▶ Work instructions:
**A)** In the UltraEdit regex thread, list every value in the first sample line of the client list that contains at least one digit.
**B)** Translate this sentence from the UltraEdit regex thread into Spanish: "I know I can do this in powershell but maybe a find and replace in ultraedit will be faster"
**C)** From the UltraEdit regex thread, echo back character for character the stretch that opens with the words containing "Note: you will" and closes with "being the count.".

▶ Supplied passage:
Search code examples
regexultraedit

Ultraedit, regular expression help, extracting 2 values, comma separated


I have this file where I only want to extract the email address and first name from our client list.

So a sample from the file:

a@abc.com,www.abc.com,2011-11-15 00:00:00,8.8.8.8,John,Doe,209 Park Rd,See,FL,33870,,,
b@abc.com,cde.com,2011-11-07 00:00:00,4.4.4.4,Erickson,Crast,136 Kua St # 1367,Pearl,HI,96782,,8084568190,

I would like to get back

a@abc.com,John
b@abc.com,Erickson

So basically email address and First Name

I know I can do this in powershell but maybe a find and replace in ultraedit will be faster

Note: you will notice some fields are not provided so it will show ",," meaning those fields were left empty when the user signed up but the amount of comma in each line is the same, 12 being the count.


Solution

  • So basically there are fields separated by ",". Without looking at the correct content (i.e. email/timestamp etc. will need to have a certain format which could also be checked) let's just try to extract the values of the first and fourth field.

    so I'd suggest a Replace-Operation where you search for

    ^([^,]*),[^,]*,[^,]*,[^,]*,([^,]*),.*$
    

    and replace it with

    \1 # \2
    

    Options: "Regular Expressions: Unix".

    (Just inserted the # to have a separator, although the first whitespace would be sufficient. But you'll get the idea, I assume...)

    Result:

    a@abc.com # John
    b@abc.com # Erickson

▶ Given entries:
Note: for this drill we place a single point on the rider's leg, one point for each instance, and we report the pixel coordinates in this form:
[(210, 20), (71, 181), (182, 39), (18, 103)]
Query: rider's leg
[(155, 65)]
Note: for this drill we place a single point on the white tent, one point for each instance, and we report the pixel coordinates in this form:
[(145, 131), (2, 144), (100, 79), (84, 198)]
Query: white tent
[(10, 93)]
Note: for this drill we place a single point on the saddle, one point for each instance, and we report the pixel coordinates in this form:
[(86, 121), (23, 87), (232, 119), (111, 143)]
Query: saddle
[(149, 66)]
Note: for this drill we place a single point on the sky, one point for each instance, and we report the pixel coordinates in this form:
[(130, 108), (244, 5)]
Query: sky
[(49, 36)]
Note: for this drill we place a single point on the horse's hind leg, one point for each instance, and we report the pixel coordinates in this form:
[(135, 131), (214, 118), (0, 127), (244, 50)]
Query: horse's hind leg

▶ Exercise solutions:
**A)**
2011-11-15 00:00:00
8.8.8.8
209 Park Rd
33870

**B)** Sé que puedo hacer esto en powershell, pero quizá un buscar y reemplazar en ultraedit sea más rápido.

**C)**
Note: you will notice some fields are not provided so it will show ",," meaning those fields were left empty when the user signed up but the amount of comma in each line is the same, 12 being the count.